§ **TASK**
Nothing but an exact repeat of the entries below should appear in your answer.

§ **LISTED ENTRIES**
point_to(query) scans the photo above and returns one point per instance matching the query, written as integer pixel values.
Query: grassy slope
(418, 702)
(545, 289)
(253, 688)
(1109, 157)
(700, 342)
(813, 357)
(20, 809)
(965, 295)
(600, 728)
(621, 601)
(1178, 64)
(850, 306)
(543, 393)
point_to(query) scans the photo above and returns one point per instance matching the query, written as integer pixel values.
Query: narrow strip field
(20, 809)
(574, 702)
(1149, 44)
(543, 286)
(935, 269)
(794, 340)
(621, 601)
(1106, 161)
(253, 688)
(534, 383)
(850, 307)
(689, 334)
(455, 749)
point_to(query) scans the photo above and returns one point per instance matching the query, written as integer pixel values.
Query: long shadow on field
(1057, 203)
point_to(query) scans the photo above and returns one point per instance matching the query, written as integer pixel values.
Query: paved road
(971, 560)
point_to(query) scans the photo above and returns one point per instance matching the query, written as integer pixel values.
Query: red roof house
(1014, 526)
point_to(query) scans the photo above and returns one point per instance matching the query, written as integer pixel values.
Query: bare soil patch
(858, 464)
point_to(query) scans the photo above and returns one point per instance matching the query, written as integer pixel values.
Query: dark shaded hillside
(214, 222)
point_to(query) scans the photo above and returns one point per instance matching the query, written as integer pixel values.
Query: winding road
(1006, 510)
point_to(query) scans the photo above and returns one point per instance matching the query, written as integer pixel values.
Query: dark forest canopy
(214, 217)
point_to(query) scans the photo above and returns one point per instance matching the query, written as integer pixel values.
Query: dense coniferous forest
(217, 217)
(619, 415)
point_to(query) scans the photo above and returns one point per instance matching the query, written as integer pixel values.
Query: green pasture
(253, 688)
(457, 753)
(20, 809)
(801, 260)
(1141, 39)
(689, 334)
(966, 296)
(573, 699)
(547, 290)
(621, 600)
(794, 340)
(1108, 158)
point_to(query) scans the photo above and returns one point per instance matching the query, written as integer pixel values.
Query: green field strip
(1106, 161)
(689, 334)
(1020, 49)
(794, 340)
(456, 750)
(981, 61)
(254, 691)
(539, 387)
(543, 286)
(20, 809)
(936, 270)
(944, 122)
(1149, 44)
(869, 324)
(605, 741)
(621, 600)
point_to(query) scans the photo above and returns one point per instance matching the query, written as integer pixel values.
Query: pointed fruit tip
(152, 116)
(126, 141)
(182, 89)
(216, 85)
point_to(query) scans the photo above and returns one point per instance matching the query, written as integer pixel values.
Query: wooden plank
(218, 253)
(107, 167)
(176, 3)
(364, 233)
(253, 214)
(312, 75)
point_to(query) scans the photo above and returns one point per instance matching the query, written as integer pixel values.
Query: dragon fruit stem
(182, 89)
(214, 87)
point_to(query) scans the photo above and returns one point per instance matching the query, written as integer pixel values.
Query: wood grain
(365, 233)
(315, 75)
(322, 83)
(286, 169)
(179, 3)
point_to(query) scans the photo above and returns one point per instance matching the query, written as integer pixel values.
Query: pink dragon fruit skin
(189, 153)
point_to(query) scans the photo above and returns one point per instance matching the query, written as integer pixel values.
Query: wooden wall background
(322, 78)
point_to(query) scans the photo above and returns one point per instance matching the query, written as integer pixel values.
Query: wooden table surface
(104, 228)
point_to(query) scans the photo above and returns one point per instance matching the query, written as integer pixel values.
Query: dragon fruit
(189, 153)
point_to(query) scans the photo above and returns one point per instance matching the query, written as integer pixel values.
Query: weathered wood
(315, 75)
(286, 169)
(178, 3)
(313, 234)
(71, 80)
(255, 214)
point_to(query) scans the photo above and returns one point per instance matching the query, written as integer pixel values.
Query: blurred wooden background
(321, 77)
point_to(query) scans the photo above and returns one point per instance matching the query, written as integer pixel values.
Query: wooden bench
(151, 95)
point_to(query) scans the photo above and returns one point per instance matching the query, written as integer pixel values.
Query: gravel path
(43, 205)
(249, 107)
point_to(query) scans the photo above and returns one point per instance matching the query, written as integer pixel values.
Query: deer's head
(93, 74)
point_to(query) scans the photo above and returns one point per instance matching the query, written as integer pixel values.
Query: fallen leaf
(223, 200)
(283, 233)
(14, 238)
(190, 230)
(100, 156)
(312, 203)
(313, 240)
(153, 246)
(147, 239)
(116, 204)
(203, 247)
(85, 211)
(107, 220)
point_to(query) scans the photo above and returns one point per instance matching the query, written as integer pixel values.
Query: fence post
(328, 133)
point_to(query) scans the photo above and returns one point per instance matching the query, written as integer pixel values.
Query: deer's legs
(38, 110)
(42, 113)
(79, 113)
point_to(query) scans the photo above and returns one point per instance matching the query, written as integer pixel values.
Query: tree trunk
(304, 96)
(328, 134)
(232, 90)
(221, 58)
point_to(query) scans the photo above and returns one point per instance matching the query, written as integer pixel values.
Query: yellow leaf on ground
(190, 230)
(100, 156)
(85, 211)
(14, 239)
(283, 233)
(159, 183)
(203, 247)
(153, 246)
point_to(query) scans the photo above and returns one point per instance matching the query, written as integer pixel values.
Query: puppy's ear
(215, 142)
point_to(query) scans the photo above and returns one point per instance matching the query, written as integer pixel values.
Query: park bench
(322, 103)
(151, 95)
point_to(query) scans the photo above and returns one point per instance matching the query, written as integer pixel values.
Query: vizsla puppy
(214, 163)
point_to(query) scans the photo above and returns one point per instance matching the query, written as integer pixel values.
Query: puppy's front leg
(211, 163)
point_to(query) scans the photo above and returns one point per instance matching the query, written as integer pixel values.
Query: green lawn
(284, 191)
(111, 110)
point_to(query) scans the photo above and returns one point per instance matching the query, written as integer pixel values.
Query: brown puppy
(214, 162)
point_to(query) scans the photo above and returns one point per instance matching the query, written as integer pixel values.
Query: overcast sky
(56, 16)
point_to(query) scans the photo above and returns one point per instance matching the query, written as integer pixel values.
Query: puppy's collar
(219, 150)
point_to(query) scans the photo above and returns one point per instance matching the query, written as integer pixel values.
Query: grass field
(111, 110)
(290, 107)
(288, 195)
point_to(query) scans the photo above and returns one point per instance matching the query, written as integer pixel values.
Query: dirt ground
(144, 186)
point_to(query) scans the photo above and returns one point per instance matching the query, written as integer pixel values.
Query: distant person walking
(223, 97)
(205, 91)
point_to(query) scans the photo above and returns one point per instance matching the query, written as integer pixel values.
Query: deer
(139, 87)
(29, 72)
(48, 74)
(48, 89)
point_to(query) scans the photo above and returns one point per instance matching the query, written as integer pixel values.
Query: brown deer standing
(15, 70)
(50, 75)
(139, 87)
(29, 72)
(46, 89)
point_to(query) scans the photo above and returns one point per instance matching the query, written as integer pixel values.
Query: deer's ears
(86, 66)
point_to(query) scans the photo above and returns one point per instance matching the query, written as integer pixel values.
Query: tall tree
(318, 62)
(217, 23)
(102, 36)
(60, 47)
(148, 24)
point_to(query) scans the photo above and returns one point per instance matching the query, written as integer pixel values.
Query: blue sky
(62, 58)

§ **EXPECTED ANSWER**
point_to(query) scans the photo above and returns one point per instance matching the query, written as integer pixel values.
Query: grassy slope
(418, 702)
(545, 289)
(253, 688)
(1109, 157)
(700, 342)
(813, 357)
(20, 809)
(965, 295)
(600, 728)
(621, 601)
(1178, 64)
(850, 306)
(543, 393)
point_to(query) scans the photo above and returns one point per instance matching the query, written as integer pixel values.
Query: narrow strip field
(20, 809)
(574, 702)
(1149, 44)
(543, 286)
(935, 269)
(794, 340)
(621, 601)
(1106, 161)
(253, 688)
(534, 383)
(850, 307)
(689, 334)
(455, 749)
point_to(query) scans the photo above and returns one point per instance matching the query, written as integer pixel values.
Query: long shadow on field
(1057, 203)
point_to(query) scans the photo above and returns one point per instance matching the query, written as integer pixel values.
Query: paved road
(971, 560)
point_to(query) scans the photo above and returns one point per instance matching the query, written as integer pixel values.
Query: red roof house
(1014, 526)
point_to(query) scans the photo above and returns one point per instance matching the query, written as integer pixel values.
Query: bare soil patch
(858, 464)
point_to(query) scans the photo above and returns one point per instance matching the query, written as integer pixel values.
Query: dark shaded hillside
(214, 222)
point_to(query) scans the photo above and returns one point per instance matching the query, written as integer pixel values.
Query: winding road
(1006, 510)
point_to(query) scans the photo above and returns one point per instance matching the query, written as integer pixel values.
Query: dark forest canopy
(214, 217)
point_to(query) scans the photo above and returns one point per instance matching the query, written as integer pixel values.
Query: dense coniferous forest
(217, 217)
(619, 415)
point_to(query) scans the photo above and returns one point per instance matching the query, written as integer pixel values.
Query: green pasture
(253, 688)
(457, 753)
(20, 809)
(801, 260)
(1141, 39)
(689, 334)
(966, 296)
(573, 699)
(547, 290)
(621, 600)
(794, 340)
(1108, 158)
point_to(query) scans the photo above and returns one point per instance matching the query, written as integer pixel values.
Query: green field strip
(1106, 161)
(689, 334)
(1020, 49)
(794, 340)
(456, 750)
(981, 61)
(254, 691)
(539, 387)
(543, 286)
(20, 809)
(936, 270)
(944, 122)
(1149, 44)
(869, 324)
(605, 741)
(621, 600)
point_to(query) scans the photo above and returns one point per instance matching the query, written as integer pixel values.
Query: pointed fruit tip
(152, 116)
(126, 141)
(182, 89)
(216, 85)
point_to(query) scans the photo above and returns one point per instance matching the query, written as integer pixel values.
Query: wooden plank
(218, 253)
(107, 167)
(176, 3)
(364, 233)
(253, 214)
(312, 75)
point_to(query) scans the photo above and returns one point per instance matching the query, written as integer pixel values.
Query: dragon fruit stem
(182, 89)
(214, 87)
point_to(query) scans the photo above and returns one point per instance matching the query, written as integer pixel values.
Query: wood grain
(365, 233)
(315, 75)
(322, 83)
(286, 169)
(179, 3)
point_to(query) scans the photo above and returns one point per instance matching the query, written as integer pixel values.
Query: pink dragon fruit skin
(189, 153)
point_to(query) scans the photo above and returns one point per instance matching the query, written as integer pixel values.
Query: wooden wall background
(322, 78)
point_to(query) scans the photo above and returns one point per instance matching the query, written as integer pixel values.
Query: wooden table surface
(104, 228)
point_to(query) scans the photo above and returns one point per instance matching the query, written as integer pixel values.
Query: dragon fruit
(189, 153)
point_to(query) scans the photo above and returns one point per instance matching the query, written as integer pixel values.
Query: weathered wood
(315, 75)
(286, 169)
(178, 3)
(313, 234)
(71, 80)
(255, 214)
point_to(query) scans the photo above and returns one point per instance matching the query, written as integer pixel values.
Query: blurred wooden background
(321, 77)
point_to(query) scans the photo above and returns one point per instance matching the query, written as integer pixel values.
Query: wooden bench
(151, 95)
point_to(query) scans the photo above and returns one point per instance matching the query, written as integer pixel values.
Query: gravel path
(43, 205)
(249, 107)
point_to(query) scans the photo above and returns one point per instance matching the query, written as integer pixel values.
Query: deer's head
(93, 74)
point_to(query) scans the photo above and returns one point per instance matching the query, written as integer pixel values.
Query: fallen leaf
(223, 200)
(283, 233)
(14, 238)
(190, 230)
(100, 156)
(312, 203)
(313, 240)
(153, 246)
(147, 239)
(116, 204)
(203, 247)
(85, 211)
(107, 220)
point_to(query) scans the photo above and returns one point per instance matching the query, written as integer pixel values.
Query: fence post
(328, 133)
point_to(query) scans the photo above and returns one point per instance matching the query, written as integer pixel values.
Query: deer's legs
(38, 110)
(42, 113)
(79, 113)
point_to(query) scans the photo above and returns one point per instance matching the query, written as integer pixel values.
Query: tree trunk
(304, 96)
(328, 134)
(232, 90)
(221, 58)
point_to(query) scans the photo above and returns one point per instance matching the query, written as integer pixel values.
Query: yellow leaf on ground
(190, 230)
(100, 156)
(85, 211)
(14, 239)
(283, 233)
(159, 183)
(203, 247)
(153, 246)
point_to(query) scans the photo above and returns one point per instance matching the query, written as integer pixel values.
Query: puppy's ear
(215, 142)
point_to(query) scans the photo above and returns one point per instance matching the query, written as integer pixel values.
Query: park bench
(322, 103)
(151, 95)
point_to(query) scans the photo above and returns one point per instance matching the query, written as integer pixel values.
Query: vizsla puppy
(214, 163)
point_to(query) scans the photo above and returns one point per instance matching the query, written as integer pixel values.
Query: puppy's front leg
(211, 163)
point_to(query) scans the photo above and returns one point per instance matching the query, written as integer pixel values.
Query: green lawn
(284, 191)
(111, 110)
point_to(query) scans the photo above and returns one point per instance matching the query, written as integer pixel values.
Query: brown puppy
(214, 162)
point_to(query) scans the photo above and returns one point per instance matching the query, written as integer pixel values.
Query: overcast sky
(56, 16)
point_to(query) scans the photo above and returns one point per instance matching the query, written as integer pixel values.
Query: puppy's collar
(219, 150)
point_to(query) scans the photo above and returns one point per instance matching the query, written as integer pixel values.
Query: grass field
(111, 110)
(290, 107)
(288, 195)
point_to(query) scans the photo above and returns one point per instance matching the query, written as integer pixel values.
Query: dirt ground
(144, 186)
point_to(query) scans the photo above and returns one point per instance matching the query, written as integer pixel values.
Query: distant person walking
(223, 97)
(205, 91)
point_to(query) scans the photo above and returns one point per instance matching the query, written as integer pixel values.
Query: deer
(139, 87)
(29, 72)
(48, 74)
(48, 89)
point_to(query) scans the photo above and returns one point per instance matching the query, written as integer pixel values.
Query: brown deer standing
(15, 70)
(50, 75)
(139, 87)
(29, 72)
(46, 89)
point_to(query) scans the photo above and returns one point per instance matching the query, written as integer pixel values.
Query: deer's ears
(86, 66)
point_to(query) scans the photo above and returns one point per instance matching the query, written as integer pixel values.
Query: tall tree
(318, 62)
(217, 23)
(102, 36)
(60, 47)
(148, 24)
point_to(query) scans the photo above and returns one point per instance matching the query, written as integer pixel values.
Query: blue sky
(62, 58)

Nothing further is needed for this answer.